→ **ACTIVITY LIST**
(1) Answer these questions using the lung cancer passage:
(a) How many new lung cancer cases are estimated each year?
(b) What share of lung cancer patients are diagnosed at an advanced stage?
(c) Which ectonucleotidases generate adenosine from extracellular ATP?
(2) Reproduce the lung cancer passage word for word from "Lung cancer (LC)" to "receptor (A2AR) level.".
(3) Carry on the lung cancer passage beyond its final sentence.

→ **EXERCISE PASSAGE**
»»

Lung cancer (LC) is the most prevalent cancer worldwide, with an estimated 2.1 million new cases and 1.8 million related deaths annually. More than 70% of LC patients are diagnosed at an advanced stage, with a 5-year survival rate of less than 10%, whereas the survival rate for patients with early-stage disease ranges from 50 to 70%. Adenosine triphosphate (ATP) and adenosine are components of the tumor microenvironment (TME). Extracellular ATP (eATP) promotes tumor growth but also immune-mediated tumor eradication, mainly via the well-documented purinergic P2RX7 receptor. Adenosine, on the other hand, is generated from eATP via the ectonucleotidases CD39 and CD73 and is an immunosuppressant that acts at the A2A receptor (A2AR) level.

««

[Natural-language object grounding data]

»»

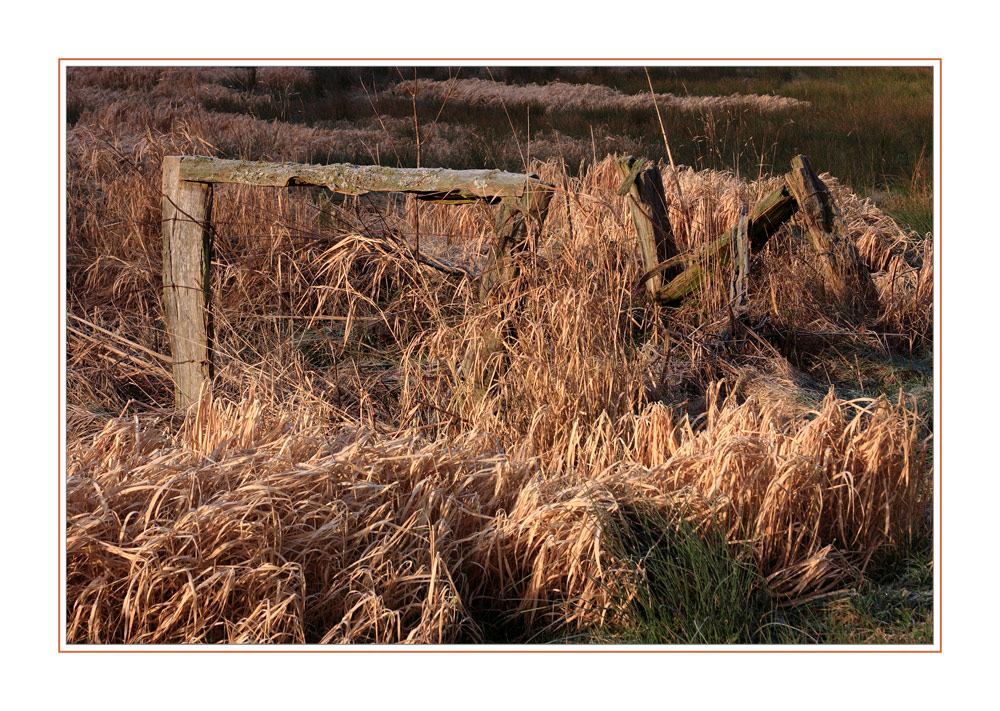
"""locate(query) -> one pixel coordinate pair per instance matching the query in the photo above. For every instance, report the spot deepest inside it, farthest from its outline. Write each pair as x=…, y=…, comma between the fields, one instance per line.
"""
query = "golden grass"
x=348, y=483
x=563, y=96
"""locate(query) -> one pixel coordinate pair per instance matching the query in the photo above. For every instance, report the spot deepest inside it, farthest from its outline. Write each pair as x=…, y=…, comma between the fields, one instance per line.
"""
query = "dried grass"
x=562, y=96
x=348, y=484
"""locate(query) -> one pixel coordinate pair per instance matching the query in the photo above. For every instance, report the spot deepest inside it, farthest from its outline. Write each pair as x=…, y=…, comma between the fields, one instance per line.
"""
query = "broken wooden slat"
x=512, y=224
x=648, y=205
x=844, y=274
x=187, y=249
x=436, y=183
x=767, y=216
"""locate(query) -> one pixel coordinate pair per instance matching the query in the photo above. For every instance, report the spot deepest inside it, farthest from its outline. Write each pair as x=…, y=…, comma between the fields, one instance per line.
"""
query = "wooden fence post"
x=513, y=218
x=187, y=250
x=764, y=220
x=844, y=274
x=648, y=204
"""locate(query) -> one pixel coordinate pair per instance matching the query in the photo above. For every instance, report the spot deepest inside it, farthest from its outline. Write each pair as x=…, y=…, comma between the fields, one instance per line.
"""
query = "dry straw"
x=347, y=483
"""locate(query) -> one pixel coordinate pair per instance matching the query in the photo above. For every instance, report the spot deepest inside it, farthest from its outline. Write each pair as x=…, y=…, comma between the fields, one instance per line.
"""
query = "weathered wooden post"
x=648, y=203
x=763, y=221
x=515, y=216
x=844, y=274
x=187, y=256
x=187, y=235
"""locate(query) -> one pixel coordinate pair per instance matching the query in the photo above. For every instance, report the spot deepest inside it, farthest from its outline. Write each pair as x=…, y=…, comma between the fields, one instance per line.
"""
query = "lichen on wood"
x=435, y=183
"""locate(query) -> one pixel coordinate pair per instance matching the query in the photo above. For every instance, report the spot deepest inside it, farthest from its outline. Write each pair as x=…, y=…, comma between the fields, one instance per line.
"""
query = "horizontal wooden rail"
x=351, y=179
x=187, y=232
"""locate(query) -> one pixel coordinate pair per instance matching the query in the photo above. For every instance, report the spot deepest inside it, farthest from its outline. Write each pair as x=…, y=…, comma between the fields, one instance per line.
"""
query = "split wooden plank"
x=433, y=183
x=844, y=273
x=767, y=216
x=187, y=250
x=648, y=204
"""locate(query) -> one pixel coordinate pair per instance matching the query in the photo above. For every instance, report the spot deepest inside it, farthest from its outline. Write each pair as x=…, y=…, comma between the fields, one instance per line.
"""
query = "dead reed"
x=346, y=483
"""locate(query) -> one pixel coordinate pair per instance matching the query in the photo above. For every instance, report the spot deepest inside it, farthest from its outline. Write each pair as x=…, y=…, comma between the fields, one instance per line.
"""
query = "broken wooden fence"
x=670, y=278
x=187, y=232
x=669, y=275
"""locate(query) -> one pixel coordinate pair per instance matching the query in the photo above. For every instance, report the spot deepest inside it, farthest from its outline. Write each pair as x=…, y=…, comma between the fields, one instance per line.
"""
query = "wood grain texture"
x=845, y=275
x=434, y=183
x=648, y=204
x=187, y=249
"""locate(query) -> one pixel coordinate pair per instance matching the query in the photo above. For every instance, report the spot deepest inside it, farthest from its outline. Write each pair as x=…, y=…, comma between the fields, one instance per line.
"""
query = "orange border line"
x=596, y=650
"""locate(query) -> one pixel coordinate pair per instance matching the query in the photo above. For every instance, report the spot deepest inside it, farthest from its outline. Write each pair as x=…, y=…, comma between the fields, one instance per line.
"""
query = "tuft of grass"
x=683, y=584
x=346, y=482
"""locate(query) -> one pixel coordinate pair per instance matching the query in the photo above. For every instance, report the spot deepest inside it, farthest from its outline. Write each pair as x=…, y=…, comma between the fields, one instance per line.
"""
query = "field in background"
x=636, y=474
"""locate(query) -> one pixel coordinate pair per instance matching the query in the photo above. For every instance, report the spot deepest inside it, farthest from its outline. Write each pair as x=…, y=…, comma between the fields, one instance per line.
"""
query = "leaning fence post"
x=187, y=250
x=844, y=274
x=648, y=204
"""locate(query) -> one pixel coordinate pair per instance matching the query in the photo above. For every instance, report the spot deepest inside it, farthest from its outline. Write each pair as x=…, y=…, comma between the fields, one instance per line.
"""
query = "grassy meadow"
x=632, y=473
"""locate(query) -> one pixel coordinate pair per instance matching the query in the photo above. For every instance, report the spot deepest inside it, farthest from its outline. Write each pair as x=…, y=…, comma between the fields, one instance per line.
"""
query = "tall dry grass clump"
x=347, y=481
x=563, y=96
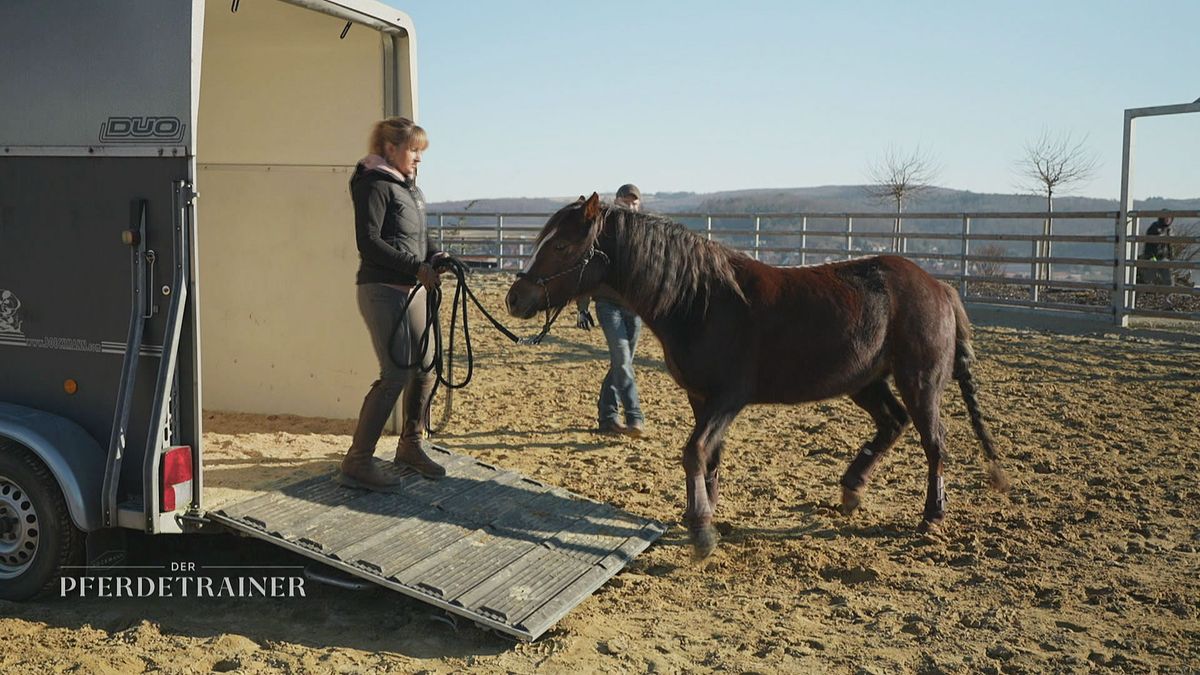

««

→ **SOLVED TASKS**
(1)
(a) An estimated 2.1 million
(b) More than 70%
(c) CD39 and CD73

(2)
Lung cancer (LC) is the most prevalent cancer worldwide, with an estimated 2.1 million new cases and 1.8 million related deaths annually. More than 70% of LC patients are diagnosed at an advanced stage, with a 5-year survival rate of less than 10%, whereas the survival rate for patients with early-stage disease ranges from 50 to 70%. Adenosine triphosphate (ATP) and adenosine are components of the tumor microenvironment (TME). Extracellular ATP (eATP) promotes tumor growth but also immune-mediated tumor eradication, mainly via the well-documented purinergic P2RX7 receptor. Adenosine, on the other hand, is generated from eATP via the ectonucleotidases CD39 and CD73 and is an immunosuppressant that acts at the A2A receptor (A2AR) level.

(3)
purinergic signaling ectonucleotidases antitumor immunity P2RX7 immunotherapies lung cancer

1. Introduction

Lung cancer (LC) is the most prevalent cancer worldwide, with an estimated 2.1 million new cases and 1.8 million related deaths annually. More than 70% of LC patients are diagnosed at an advanced stage, with a 5-year survival rate of less than 10%, whereas the survival rate for patients with early-stage disease ranges from 50 to 70%. Furthermore, regardless of treatment options depending on the tumor stage (e.g., surgery, chemotherapy, radio therapy, or targeted therapies), the disease progresses in almost all advanced lung cancers and in up to 50% of early-stage cancers. New and effective strategies to improve the outcome of LC include immunotherapies based on immune checkpoint inhibitors (ICIs), which are now used in routine clinical practice.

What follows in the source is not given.